**TEXTE À LIRE**:
>>

Jésus se plia alacrement
et volontiers à tous les désirs du Père. Par esprit de soumission et
d'obéissance, il accepta de mourir du supplice de la croix.
Par esprit d'humilité, il accepta de se courber sur celui qui allait le
trahir, et de lui embrasser les pieds.
Il fit preuve de force contre toutes les embûches. Il fut simple comme un
enfant, doux comme un agneau, tempérant comme un ascète, pur comme un ange, plus
qu'un ange. Il fut sage, étant l'Homme qui formait un seul tout avec Dieu, et
contemplatif. Contemplatif, car son esprit, par ses ravissements et ses
adorations parfaites, faisait tressaillir de joie le Ciel entier, ce Ciel qui
enfin voyait monter de la Terre, de l'Homme, une adoration qui rassasiait le
brasier de Dieu.

<<

**DONNÉES FOURNIES**:
>>

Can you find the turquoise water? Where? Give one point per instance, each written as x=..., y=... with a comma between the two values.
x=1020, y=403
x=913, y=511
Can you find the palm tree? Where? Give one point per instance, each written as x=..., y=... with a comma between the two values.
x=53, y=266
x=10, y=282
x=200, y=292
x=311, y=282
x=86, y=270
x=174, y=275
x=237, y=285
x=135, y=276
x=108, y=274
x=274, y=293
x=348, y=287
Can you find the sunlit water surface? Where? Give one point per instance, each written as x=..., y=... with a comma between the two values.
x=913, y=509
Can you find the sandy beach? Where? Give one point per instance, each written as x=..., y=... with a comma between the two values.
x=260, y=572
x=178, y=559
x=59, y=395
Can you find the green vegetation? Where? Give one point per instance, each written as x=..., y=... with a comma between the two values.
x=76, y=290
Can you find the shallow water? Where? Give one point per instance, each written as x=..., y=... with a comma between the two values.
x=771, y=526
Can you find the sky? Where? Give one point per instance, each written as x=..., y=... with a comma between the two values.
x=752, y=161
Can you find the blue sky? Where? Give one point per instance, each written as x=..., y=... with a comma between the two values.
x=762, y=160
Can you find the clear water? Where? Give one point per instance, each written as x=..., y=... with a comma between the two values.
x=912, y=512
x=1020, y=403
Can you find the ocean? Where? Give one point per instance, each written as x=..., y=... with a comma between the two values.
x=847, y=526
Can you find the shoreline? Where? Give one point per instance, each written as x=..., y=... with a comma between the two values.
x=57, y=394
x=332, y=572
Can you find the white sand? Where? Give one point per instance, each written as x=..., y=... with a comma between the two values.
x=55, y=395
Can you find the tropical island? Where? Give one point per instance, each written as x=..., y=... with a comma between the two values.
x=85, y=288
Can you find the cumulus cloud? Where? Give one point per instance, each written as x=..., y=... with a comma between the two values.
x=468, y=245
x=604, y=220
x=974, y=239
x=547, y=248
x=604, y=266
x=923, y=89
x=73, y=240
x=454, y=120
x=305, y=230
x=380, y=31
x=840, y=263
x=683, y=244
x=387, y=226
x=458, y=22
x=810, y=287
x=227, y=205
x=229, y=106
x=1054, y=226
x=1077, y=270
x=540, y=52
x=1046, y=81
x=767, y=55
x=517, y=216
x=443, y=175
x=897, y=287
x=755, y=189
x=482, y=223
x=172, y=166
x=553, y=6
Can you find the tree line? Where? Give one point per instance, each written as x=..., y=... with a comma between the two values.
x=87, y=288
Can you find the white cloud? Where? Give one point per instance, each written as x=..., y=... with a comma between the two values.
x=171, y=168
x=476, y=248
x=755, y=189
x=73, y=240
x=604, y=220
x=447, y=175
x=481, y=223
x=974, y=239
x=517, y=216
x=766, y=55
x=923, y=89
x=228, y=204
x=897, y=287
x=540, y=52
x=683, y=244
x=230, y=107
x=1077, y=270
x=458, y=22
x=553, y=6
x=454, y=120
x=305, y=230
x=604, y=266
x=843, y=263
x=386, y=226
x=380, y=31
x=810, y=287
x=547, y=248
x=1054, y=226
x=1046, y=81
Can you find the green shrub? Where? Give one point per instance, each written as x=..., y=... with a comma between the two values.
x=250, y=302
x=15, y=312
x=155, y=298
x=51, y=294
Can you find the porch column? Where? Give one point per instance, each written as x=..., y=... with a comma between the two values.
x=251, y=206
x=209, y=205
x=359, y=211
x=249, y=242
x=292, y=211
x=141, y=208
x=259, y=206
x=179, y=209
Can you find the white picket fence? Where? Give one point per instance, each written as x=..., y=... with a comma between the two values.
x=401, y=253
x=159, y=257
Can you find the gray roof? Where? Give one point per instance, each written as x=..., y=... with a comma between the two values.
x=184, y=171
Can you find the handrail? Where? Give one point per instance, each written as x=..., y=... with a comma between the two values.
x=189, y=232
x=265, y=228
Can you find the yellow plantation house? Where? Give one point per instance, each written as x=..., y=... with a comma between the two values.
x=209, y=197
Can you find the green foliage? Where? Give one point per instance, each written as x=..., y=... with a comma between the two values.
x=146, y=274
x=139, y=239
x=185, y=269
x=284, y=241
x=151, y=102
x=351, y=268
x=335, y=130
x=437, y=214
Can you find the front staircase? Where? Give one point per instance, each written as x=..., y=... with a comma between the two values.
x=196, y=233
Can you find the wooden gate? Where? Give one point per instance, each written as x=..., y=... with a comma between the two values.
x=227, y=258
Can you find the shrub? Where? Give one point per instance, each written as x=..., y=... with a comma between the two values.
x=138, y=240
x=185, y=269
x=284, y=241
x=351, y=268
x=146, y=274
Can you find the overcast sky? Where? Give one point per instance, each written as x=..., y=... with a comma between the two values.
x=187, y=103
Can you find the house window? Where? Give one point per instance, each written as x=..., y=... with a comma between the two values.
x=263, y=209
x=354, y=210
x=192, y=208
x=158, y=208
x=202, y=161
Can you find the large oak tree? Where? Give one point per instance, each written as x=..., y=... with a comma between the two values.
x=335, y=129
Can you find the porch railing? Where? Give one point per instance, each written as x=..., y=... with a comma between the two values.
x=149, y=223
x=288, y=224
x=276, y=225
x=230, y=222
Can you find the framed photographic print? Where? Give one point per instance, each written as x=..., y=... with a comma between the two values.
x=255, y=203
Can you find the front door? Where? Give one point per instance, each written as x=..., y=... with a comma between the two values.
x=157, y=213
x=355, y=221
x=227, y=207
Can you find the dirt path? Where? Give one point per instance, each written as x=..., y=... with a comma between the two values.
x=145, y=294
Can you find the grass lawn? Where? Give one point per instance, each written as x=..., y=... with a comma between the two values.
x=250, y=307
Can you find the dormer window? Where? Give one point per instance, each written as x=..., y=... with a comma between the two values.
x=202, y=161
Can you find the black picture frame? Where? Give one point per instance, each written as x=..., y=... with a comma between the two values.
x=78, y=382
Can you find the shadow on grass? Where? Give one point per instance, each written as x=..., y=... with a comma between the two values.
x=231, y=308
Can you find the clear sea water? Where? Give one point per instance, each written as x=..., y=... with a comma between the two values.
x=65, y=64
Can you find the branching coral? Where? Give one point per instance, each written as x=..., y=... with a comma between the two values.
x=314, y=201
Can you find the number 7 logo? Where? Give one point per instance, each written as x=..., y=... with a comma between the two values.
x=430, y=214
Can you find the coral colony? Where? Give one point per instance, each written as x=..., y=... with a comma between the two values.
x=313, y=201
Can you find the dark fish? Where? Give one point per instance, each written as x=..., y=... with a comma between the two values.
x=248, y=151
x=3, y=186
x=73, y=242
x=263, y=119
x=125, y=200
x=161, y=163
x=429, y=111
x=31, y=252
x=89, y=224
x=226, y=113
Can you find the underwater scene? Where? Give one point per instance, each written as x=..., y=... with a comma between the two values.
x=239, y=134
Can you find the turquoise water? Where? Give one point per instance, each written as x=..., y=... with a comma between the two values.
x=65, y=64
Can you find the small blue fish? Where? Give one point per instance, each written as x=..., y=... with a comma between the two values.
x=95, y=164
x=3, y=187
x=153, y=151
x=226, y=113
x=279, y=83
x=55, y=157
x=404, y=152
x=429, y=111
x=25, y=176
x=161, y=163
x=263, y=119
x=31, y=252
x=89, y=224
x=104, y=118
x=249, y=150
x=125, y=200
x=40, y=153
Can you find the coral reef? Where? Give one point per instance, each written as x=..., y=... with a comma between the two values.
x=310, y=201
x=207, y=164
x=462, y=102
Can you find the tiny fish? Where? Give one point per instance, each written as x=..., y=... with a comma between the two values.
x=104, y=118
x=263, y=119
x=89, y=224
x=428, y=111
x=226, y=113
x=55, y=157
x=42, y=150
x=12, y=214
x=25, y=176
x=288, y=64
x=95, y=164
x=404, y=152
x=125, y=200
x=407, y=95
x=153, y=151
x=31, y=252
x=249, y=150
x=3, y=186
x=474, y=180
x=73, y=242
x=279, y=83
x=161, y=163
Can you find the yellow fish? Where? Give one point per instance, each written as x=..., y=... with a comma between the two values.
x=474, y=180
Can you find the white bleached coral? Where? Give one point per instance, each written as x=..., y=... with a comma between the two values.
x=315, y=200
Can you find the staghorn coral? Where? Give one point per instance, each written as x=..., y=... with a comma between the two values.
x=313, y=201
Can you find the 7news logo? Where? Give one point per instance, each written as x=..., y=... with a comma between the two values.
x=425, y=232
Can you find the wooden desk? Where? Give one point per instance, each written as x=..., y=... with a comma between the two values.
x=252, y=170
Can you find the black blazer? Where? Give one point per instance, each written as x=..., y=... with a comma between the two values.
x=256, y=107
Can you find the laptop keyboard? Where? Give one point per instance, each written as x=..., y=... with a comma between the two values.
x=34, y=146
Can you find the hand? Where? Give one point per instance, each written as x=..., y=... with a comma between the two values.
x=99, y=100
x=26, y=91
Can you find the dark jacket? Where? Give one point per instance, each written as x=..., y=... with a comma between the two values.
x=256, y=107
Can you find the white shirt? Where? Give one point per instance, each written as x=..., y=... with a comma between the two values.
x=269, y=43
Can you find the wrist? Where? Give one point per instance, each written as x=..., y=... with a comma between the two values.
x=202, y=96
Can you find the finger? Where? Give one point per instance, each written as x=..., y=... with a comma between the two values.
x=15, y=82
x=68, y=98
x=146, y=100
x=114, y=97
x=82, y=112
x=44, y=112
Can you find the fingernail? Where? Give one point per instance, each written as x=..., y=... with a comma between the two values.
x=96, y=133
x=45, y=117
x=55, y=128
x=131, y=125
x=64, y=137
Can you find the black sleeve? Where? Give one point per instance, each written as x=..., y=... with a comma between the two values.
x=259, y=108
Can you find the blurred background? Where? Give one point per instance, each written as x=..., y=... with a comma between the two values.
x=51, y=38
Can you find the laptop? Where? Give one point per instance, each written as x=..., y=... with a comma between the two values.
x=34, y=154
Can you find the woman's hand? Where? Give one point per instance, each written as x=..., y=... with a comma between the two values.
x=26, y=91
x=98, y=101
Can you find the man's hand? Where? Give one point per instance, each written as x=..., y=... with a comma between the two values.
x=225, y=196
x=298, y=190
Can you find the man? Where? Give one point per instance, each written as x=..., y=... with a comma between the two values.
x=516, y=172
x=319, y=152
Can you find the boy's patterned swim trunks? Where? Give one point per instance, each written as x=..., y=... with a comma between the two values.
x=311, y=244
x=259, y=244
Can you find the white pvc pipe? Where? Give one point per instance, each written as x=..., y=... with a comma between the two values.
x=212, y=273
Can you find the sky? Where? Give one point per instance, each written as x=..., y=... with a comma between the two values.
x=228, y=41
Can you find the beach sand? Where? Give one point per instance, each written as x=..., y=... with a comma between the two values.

<<

**CONSIGNE**: Pouvez-vous poursuivre le texte sur les vertus de Jésus après sa dernière phrase ?

**RÉPONSE RÉDIGÉE**:
Un autre exemple de crainte parfaite nous vient de Marie. Toutefois, ce
qu'elle a été, elle l'a été en vue des mérites de son Fils. Il faut donc
achever cette leçon en disant que celui qui possède la parfaite crainte de
Dieu depuis l'éternité, c'est le Verbe de Dieu, celui par qui et pour qui
tout a été créé,
y compris la merveille du Ciel et de la Terre : la Vierge Immaculée,
Fille, Mère, Epouse de Dieu.
Un seul verset parmi tant d'autres a reçu son commentaire. Il faut dire qu'il
est tellement important, que la Sagesse a choisi de s'arrêter sur lui.